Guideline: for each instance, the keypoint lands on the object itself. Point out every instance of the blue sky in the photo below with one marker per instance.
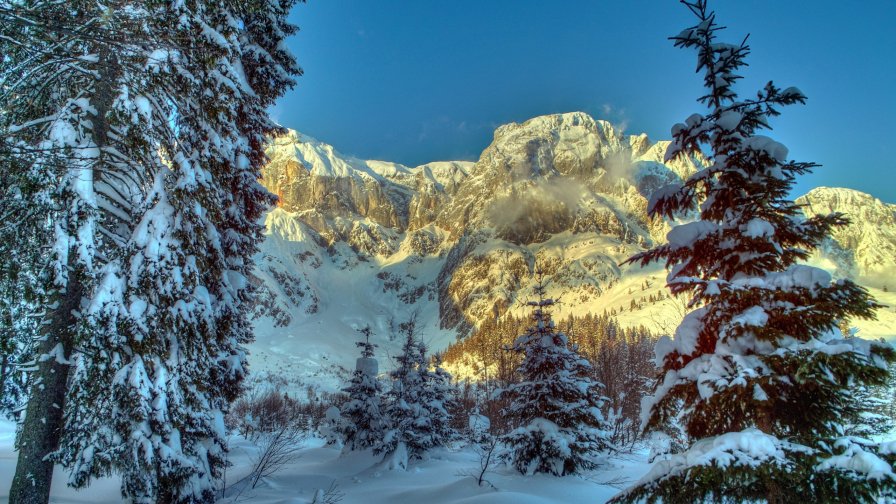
(417, 81)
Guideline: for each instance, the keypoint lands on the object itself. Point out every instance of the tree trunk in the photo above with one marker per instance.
(42, 427)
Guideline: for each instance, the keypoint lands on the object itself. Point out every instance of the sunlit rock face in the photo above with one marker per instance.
(457, 241)
(866, 248)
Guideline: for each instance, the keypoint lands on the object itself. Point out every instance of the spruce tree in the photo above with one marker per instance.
(556, 405)
(758, 374)
(146, 122)
(362, 425)
(416, 405)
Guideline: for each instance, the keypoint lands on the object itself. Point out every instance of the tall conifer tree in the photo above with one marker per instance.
(555, 406)
(147, 121)
(758, 374)
(363, 423)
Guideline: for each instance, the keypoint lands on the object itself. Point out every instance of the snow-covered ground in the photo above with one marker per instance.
(445, 477)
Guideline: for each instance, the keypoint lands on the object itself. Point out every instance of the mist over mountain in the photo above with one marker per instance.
(356, 242)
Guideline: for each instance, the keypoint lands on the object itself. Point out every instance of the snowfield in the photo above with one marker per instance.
(447, 476)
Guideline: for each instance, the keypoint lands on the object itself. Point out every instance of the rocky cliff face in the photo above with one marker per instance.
(866, 248)
(358, 242)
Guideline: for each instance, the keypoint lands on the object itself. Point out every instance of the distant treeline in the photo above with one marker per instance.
(622, 358)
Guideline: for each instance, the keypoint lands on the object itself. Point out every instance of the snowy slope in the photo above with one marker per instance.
(358, 242)
(362, 479)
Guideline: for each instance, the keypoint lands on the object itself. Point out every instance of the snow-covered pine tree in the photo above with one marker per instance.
(362, 425)
(555, 406)
(415, 406)
(758, 373)
(148, 122)
(52, 158)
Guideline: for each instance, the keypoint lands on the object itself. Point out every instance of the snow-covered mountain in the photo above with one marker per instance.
(358, 242)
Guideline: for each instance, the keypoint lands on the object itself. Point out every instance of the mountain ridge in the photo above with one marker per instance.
(359, 241)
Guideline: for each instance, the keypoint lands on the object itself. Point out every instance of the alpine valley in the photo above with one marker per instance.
(356, 242)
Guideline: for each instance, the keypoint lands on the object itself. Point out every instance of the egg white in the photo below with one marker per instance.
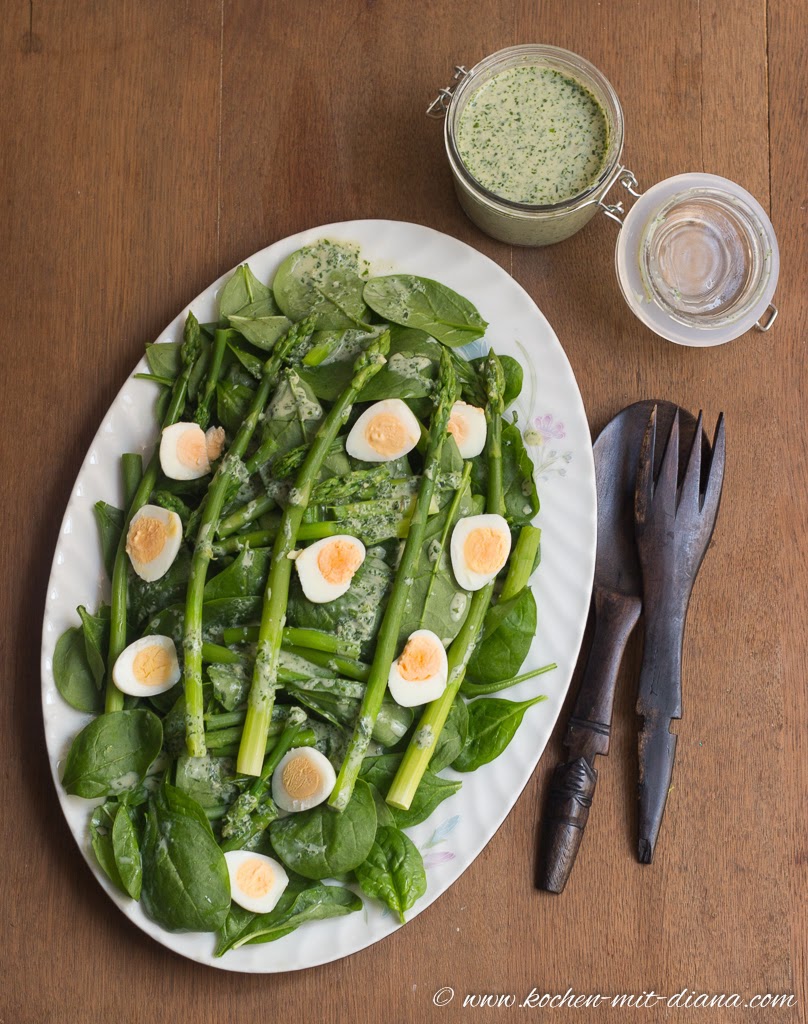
(475, 428)
(413, 692)
(161, 563)
(320, 763)
(243, 860)
(128, 681)
(170, 461)
(356, 443)
(316, 588)
(468, 579)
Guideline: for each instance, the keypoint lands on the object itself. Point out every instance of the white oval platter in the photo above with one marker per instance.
(551, 414)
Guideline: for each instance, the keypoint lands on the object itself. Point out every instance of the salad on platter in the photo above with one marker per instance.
(317, 583)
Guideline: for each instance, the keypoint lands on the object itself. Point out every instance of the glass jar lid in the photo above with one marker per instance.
(697, 260)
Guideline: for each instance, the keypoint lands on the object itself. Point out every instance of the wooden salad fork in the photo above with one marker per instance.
(673, 527)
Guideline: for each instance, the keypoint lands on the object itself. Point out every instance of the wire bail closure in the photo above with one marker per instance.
(615, 211)
(439, 105)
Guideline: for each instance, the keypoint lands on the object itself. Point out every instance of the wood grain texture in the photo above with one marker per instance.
(150, 145)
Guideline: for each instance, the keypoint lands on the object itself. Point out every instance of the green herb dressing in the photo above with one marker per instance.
(533, 135)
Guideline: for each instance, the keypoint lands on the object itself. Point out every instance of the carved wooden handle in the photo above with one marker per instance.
(588, 734)
(562, 828)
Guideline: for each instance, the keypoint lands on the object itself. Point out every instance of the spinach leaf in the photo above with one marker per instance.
(126, 849)
(453, 735)
(430, 793)
(245, 577)
(393, 870)
(384, 815)
(113, 753)
(185, 882)
(208, 780)
(101, 841)
(73, 675)
(356, 615)
(426, 304)
(292, 419)
(315, 903)
(513, 373)
(96, 640)
(435, 600)
(232, 402)
(521, 499)
(253, 366)
(242, 290)
(409, 373)
(338, 701)
(321, 844)
(339, 346)
(200, 371)
(493, 723)
(322, 281)
(110, 521)
(260, 323)
(299, 902)
(147, 599)
(163, 357)
(507, 634)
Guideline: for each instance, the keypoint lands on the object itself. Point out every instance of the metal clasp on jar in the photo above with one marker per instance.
(615, 211)
(437, 109)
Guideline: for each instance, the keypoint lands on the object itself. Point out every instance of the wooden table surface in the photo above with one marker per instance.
(146, 147)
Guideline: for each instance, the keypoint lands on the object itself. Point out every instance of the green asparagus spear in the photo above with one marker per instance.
(277, 593)
(422, 745)
(192, 345)
(388, 633)
(203, 406)
(229, 470)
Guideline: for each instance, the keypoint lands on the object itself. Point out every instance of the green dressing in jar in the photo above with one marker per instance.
(533, 135)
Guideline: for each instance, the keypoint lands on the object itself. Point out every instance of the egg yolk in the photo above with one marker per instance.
(386, 434)
(214, 442)
(338, 561)
(419, 660)
(459, 423)
(254, 878)
(485, 550)
(193, 449)
(146, 539)
(300, 778)
(152, 666)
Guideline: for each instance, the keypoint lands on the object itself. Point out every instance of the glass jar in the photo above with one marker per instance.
(696, 257)
(520, 223)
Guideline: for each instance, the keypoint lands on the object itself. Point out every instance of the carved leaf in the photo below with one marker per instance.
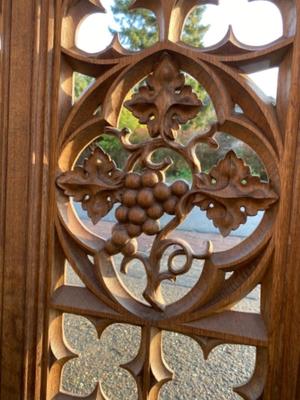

_AIM OF THE TASK_
Except for the pictures, print the data above exactly.

_RESPONSE TO THIS EXERCISE_
Guideline: for each instance, the keypoint lands on the object itself. Point out every instance of the blue sky in the photo below with one marker per instance.
(417, 81)
Guideline: for each instance, the keypoint lands on the object itself. Point out every instance of the tree trunk in the photo above with one marker per instance.
(42, 427)
Guideline: for each instance, the keypoint lands on the object itself. Point out every instance of the sunlit rock face in the photo above with one marker per instance.
(457, 241)
(866, 248)
Guideline: for each instance, the keypoint lands on the object itself. Point out every instance of the spruce tree in the photo above with one marker per instance.
(556, 405)
(758, 374)
(146, 122)
(362, 425)
(416, 405)
Guideline: for each instance, the keypoint lands on the object itself. Point out every instance of the tall conifer tree in the photo above with one marker per instance.
(555, 406)
(147, 121)
(758, 374)
(363, 423)
Guideline: for each instance, the keypoint lands on the object itself. Point out every instance of the snow-covered ground in the photo above with one marker per instance.
(445, 477)
Guideline: for each instance, the keypoint lands on the object itself. Point out every instance of the mist over mountain in the photo above with one marker per instance.
(356, 242)
Guideline: for each instance, the keypoint lands on the object itself. Point out every instance of the snowfield in the photo above with one marker per instance.
(447, 476)
Guideline: for each instance, the keypoint lands on the object itself. Point out every instance of the rocky cliff face in the photo above with one marker per instance.
(866, 248)
(358, 242)
Guideline: for each instance, the keypoint lands on the object itself. Point out every instance of the distant treeline in the photo above with one marker per instance.
(622, 358)
Guideline: for each instance, the keypoint lands on the object itself. Point out every instance of the snowy slope in the photo above with one marker per instance.
(358, 242)
(362, 479)
Guideline: for each instance, the keypoint lands on the object itself. Point out every instance of the snow-covered pine tree in the photo above with one marker per instance.
(362, 425)
(555, 406)
(415, 406)
(758, 373)
(148, 122)
(52, 158)
Guideline: for each instance, the keypoint lands on the object itself. Point out every instance of the snow-covered mountain in the photo above with one marker per instance.
(358, 242)
Guideline: for each instance, the keypoint lands on the object itself. Point out every instance of the mountain ridge in the photo above with one marker per instance.
(359, 241)
Guideline: for each instance, the keypoint lands on the object itself. Point out every instance of the alpine valley in the photo above with one marker per instance.
(356, 242)
Guideline: for each instance, the keypoint lands on the object itself. Point out every instance of the egg white in the photo below with one marker per instance.
(475, 428)
(413, 692)
(161, 563)
(320, 763)
(243, 860)
(128, 681)
(170, 461)
(356, 443)
(316, 588)
(468, 579)
Guideline: for each instance, the keypoint lands on the object itself. Point out every instance of the white oval platter in the photo above with one marker per instance.
(551, 414)
Guideline: for each instance, the keypoint lands on the object itself. Point out every instance of the salad on platter in the photo above with one marker per instance.
(317, 583)
Guideline: for each instance, the keypoint lands on the object itself. Point out every instance of the glass jar lid in the photo above with one marker per instance.
(697, 260)
Guideline: for each instance, the keypoint lands on the object itself. Point out every instance of the wooden salad fork in the photo above with one marker per instance.
(673, 527)
Guideline: for each instance, the keypoint lands on the object itself. Point out every instance of the wire bail closure in the photo above with one marker per instance.
(615, 211)
(439, 105)
Guideline: for each instance, the keypoint lands on the object itself. Point out every instance of the wood grain texture in the photo above with one marker per instance.
(150, 145)
Guideline: for each instance, the keypoint lands on the object itself. Point out every instance of the green herb dressing in the photo above with one marker per instance.
(533, 135)
Guideline: for each instance, the keypoint lands on the object itself. Point out every instance of the carved wooden handle in the photo above with one marker per instance.
(588, 734)
(562, 828)
Guideline: for each instance, the keypoint lands on the object itself. Point out every instance of the spinach leaf in the photo above with one marker per instance.
(126, 849)
(453, 735)
(430, 793)
(245, 577)
(393, 870)
(384, 815)
(113, 753)
(185, 882)
(208, 780)
(101, 841)
(73, 675)
(356, 615)
(426, 304)
(292, 419)
(315, 903)
(513, 373)
(96, 640)
(435, 600)
(232, 402)
(521, 499)
(253, 366)
(242, 290)
(409, 373)
(338, 701)
(321, 844)
(339, 346)
(200, 371)
(493, 723)
(322, 281)
(110, 521)
(260, 323)
(299, 902)
(147, 599)
(163, 357)
(507, 634)
Guideline: for each instance, the keypoint lands on the object itself. Point out every instance of the metal clasp on jar in the photo above with one marker per instance.
(615, 211)
(437, 109)
Guideline: for each instance, the keypoint lands on the object itself. Point out every instance of the wooden table surface in the photo above with one marker per instance.
(146, 147)
Guideline: for each instance, the keypoint lands on the object itself. Point out every instance of the green asparagus spear in the photo above with one marker per instance.
(277, 593)
(422, 745)
(192, 345)
(388, 633)
(203, 406)
(229, 470)
Guideline: for each instance, the keypoint lands on the object itself. Point out every instance of the green dressing in jar in the photo above with one marker per instance.
(533, 135)
Guideline: for each instance, the keypoint lands on the object itself. Point out every instance of the egg yolk in the photo above with one marker per instance.
(386, 434)
(214, 442)
(338, 561)
(419, 660)
(459, 423)
(254, 878)
(485, 550)
(193, 449)
(146, 539)
(300, 778)
(152, 666)
Guideline: for each instance, the keypoint lands on the object itself. Point out every instance of the glass jar in the photo above with one marker per instance.
(696, 257)
(520, 223)
Guideline: for each instance, the keypoint lands on the object itself. Point out every instance of the carved leaf in the photo below with one marker per instance.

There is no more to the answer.